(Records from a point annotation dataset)
——————————
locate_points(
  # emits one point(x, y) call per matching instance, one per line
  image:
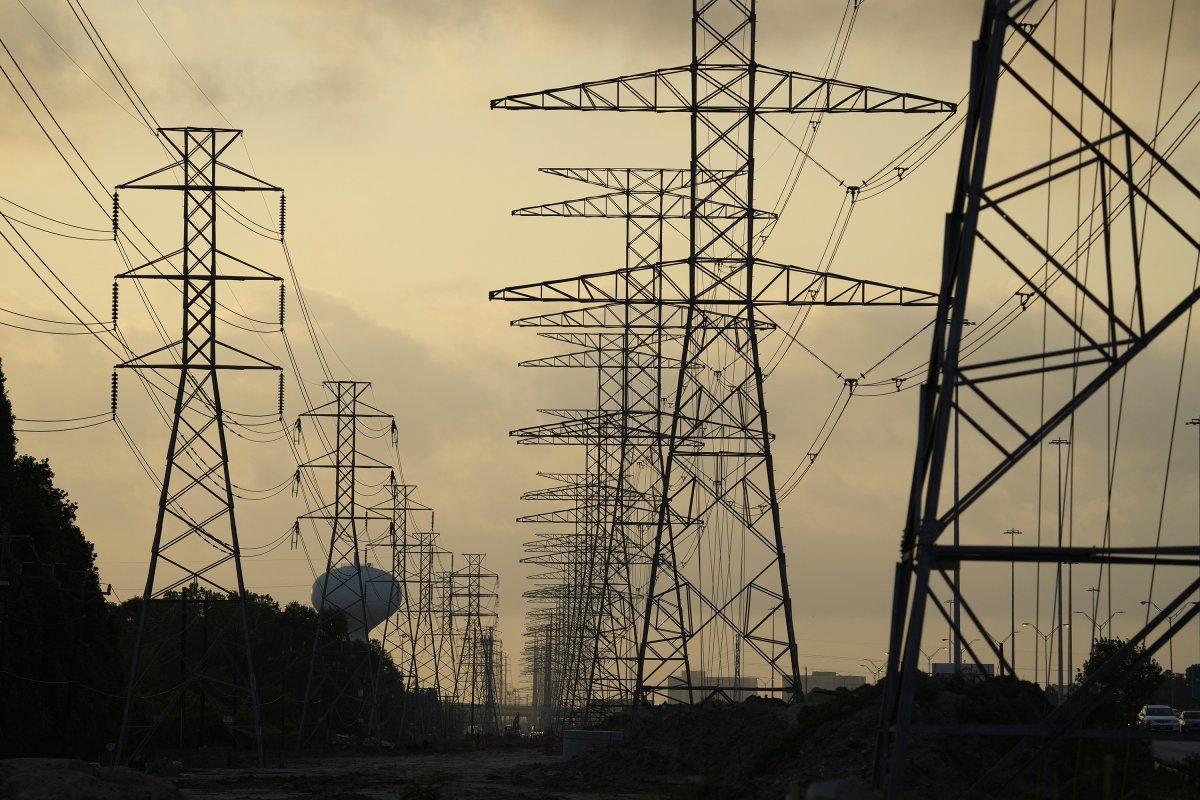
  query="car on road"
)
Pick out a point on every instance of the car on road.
point(1158, 717)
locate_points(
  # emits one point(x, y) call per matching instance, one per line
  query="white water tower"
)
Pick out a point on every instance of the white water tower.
point(378, 596)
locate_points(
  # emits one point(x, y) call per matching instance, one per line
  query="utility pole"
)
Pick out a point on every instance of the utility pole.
point(1059, 589)
point(340, 690)
point(1012, 533)
point(196, 531)
point(721, 495)
point(400, 630)
point(1195, 423)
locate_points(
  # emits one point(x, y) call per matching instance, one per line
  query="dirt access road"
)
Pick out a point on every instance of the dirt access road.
point(472, 775)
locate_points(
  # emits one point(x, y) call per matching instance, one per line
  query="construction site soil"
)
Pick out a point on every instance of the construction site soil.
point(756, 749)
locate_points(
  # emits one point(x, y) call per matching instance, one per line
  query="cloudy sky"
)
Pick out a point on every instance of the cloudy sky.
point(375, 119)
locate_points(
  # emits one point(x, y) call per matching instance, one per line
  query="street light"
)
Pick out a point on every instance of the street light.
point(1059, 584)
point(1195, 422)
point(876, 669)
point(1012, 533)
point(929, 659)
point(1101, 626)
point(1045, 644)
point(1170, 641)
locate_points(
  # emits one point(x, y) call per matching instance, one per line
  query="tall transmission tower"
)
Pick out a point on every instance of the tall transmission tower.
point(719, 498)
point(1005, 229)
point(618, 494)
point(342, 669)
point(195, 555)
point(472, 594)
point(401, 630)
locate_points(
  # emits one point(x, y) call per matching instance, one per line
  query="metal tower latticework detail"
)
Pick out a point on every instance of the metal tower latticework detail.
point(718, 607)
point(1092, 280)
point(342, 672)
point(195, 555)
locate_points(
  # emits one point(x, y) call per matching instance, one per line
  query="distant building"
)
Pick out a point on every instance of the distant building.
point(947, 668)
point(702, 687)
point(831, 681)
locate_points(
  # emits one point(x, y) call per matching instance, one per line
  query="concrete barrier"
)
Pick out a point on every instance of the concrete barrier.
point(576, 741)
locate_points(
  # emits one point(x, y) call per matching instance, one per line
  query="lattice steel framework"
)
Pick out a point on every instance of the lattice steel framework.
point(1137, 288)
point(337, 667)
point(719, 495)
point(472, 595)
point(604, 582)
point(402, 630)
point(195, 543)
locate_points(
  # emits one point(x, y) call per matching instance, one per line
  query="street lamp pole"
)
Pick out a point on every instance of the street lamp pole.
point(1059, 593)
point(1170, 643)
point(1195, 422)
point(1045, 644)
point(1012, 533)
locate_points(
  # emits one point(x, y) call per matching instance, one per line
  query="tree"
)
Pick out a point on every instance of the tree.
point(59, 665)
point(1132, 684)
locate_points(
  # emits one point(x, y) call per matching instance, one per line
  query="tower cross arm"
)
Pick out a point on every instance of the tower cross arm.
point(723, 88)
point(721, 282)
point(635, 205)
point(786, 91)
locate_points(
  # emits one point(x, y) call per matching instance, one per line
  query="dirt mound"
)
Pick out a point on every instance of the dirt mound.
point(58, 779)
point(759, 749)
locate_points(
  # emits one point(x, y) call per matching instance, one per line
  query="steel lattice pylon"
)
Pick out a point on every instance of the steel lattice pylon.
point(472, 594)
point(1000, 226)
point(340, 668)
point(402, 630)
point(617, 498)
point(718, 486)
point(196, 522)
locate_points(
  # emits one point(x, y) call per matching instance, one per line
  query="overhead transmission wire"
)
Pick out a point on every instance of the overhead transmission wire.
point(125, 433)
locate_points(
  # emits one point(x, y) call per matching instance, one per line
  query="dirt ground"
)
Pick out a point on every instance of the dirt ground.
point(471, 775)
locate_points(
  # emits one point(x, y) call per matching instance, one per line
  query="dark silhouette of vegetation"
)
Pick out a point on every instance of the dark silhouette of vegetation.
point(59, 663)
point(1129, 686)
point(65, 651)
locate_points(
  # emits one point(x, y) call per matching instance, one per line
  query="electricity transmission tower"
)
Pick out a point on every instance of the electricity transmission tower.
point(400, 630)
point(195, 557)
point(342, 668)
point(472, 595)
point(603, 582)
point(1003, 226)
point(705, 633)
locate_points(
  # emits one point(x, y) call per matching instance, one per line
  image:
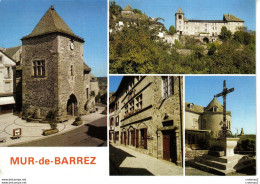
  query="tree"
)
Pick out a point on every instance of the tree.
point(172, 30)
point(225, 33)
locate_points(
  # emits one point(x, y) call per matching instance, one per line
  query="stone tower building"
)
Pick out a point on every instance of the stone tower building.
point(55, 77)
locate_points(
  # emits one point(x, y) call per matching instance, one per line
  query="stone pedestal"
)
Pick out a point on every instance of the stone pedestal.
point(228, 145)
point(223, 163)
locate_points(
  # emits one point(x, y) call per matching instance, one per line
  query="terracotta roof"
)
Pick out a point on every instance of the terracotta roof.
point(231, 18)
point(179, 10)
point(8, 56)
point(11, 51)
point(128, 8)
point(207, 21)
point(196, 108)
point(51, 22)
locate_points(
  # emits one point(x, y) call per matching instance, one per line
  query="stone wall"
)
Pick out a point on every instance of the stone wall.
point(155, 111)
point(64, 74)
point(69, 83)
point(209, 27)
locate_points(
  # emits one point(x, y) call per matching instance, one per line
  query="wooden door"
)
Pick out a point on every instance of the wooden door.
point(145, 138)
point(166, 146)
point(133, 138)
point(137, 137)
point(169, 146)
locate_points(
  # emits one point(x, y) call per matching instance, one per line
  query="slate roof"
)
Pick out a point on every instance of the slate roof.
point(11, 51)
point(51, 22)
point(128, 8)
point(196, 108)
point(231, 18)
point(179, 10)
point(86, 67)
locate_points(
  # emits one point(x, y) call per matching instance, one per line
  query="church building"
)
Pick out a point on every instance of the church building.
point(206, 28)
point(54, 75)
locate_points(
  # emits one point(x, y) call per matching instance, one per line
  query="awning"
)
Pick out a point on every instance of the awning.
point(7, 100)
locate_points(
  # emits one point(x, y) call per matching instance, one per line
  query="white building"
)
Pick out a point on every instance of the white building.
point(205, 28)
point(7, 83)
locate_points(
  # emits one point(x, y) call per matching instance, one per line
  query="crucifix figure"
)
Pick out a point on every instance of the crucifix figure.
point(224, 132)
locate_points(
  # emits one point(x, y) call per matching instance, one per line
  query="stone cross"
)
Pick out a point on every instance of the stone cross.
point(224, 94)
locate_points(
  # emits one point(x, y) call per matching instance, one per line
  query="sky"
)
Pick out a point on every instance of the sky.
point(242, 102)
point(114, 82)
point(195, 9)
point(86, 18)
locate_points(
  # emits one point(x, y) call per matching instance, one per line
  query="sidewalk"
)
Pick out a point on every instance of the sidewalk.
point(33, 131)
point(125, 161)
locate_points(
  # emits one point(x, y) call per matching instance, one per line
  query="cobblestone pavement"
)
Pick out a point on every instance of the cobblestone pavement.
point(33, 131)
point(125, 161)
point(190, 171)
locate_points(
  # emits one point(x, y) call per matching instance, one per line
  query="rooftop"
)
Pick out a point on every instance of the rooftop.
point(51, 22)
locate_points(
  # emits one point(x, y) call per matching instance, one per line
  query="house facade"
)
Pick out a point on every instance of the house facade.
point(7, 83)
point(205, 28)
point(54, 75)
point(147, 116)
point(201, 122)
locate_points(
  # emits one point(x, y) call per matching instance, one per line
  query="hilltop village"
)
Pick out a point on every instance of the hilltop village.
point(191, 46)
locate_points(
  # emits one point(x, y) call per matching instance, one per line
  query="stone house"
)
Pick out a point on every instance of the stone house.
point(209, 30)
point(54, 75)
point(7, 83)
point(16, 54)
point(147, 116)
point(201, 122)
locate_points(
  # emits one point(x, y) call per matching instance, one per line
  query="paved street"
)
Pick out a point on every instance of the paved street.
point(33, 131)
point(125, 161)
point(92, 134)
point(191, 171)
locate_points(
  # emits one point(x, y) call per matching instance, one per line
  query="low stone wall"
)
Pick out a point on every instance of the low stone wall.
point(190, 154)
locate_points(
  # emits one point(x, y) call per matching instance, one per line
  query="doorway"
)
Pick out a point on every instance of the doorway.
point(169, 146)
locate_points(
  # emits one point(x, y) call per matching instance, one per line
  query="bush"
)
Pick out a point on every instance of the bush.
point(50, 131)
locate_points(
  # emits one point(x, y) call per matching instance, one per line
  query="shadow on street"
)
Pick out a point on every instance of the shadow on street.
point(116, 157)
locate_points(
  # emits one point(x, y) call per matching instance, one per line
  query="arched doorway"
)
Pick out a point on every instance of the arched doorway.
point(72, 108)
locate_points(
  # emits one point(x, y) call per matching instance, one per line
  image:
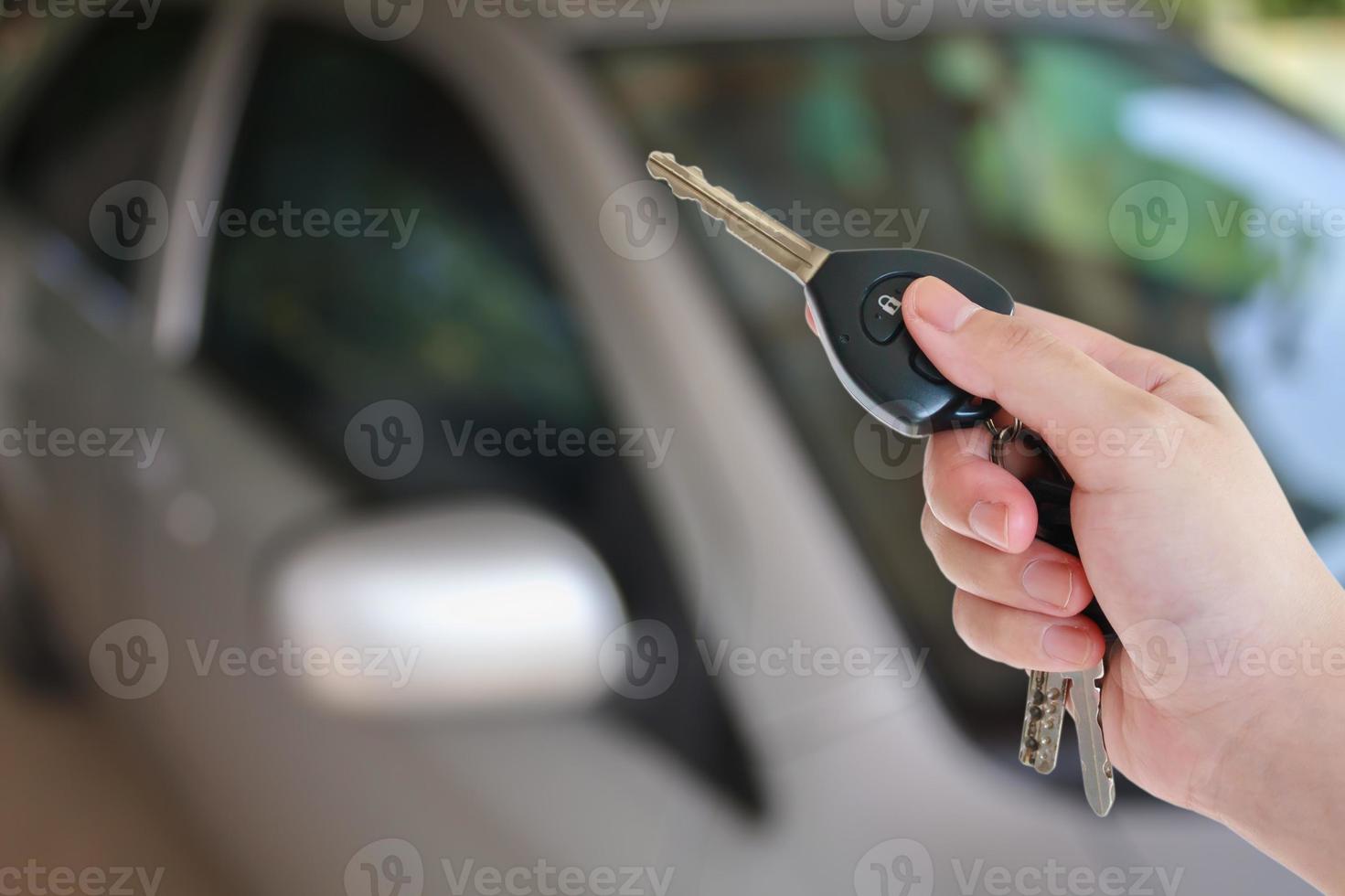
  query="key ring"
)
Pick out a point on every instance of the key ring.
point(1001, 439)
——————————
What the task requires | Please give everything in the material above, from its first line down to and including the line containing "point(1195, 423)", as a JSON list of strings with one string per line. Skip blank lines and leave the pictures out.

Written solution |
[
  "locate_points(",
  "  # emits one point(x, y) call per matching instance, one per line",
  "  image:",
  "  query=\"car on road\"",
  ")",
  "Pick out a point on every instance of the car on road.",
  "point(1158, 717)",
  "locate_points(",
  "  # emits one point(x, y) call per matching instance, one per line",
  "  query=\"white water tower\"",
  ")",
  "Pick out a point on every instance of the white water tower.",
  "point(378, 596)",
  "locate_points(",
  "  # emits one point(x, y) call per matching instance, one per line",
  "  query=\"utility pole\"",
  ")",
  "Pick out a point on every instance of the utility pole.",
  "point(1059, 589)",
  "point(340, 690)",
  "point(1012, 533)",
  "point(196, 531)",
  "point(721, 495)",
  "point(400, 630)",
  "point(1195, 423)"
]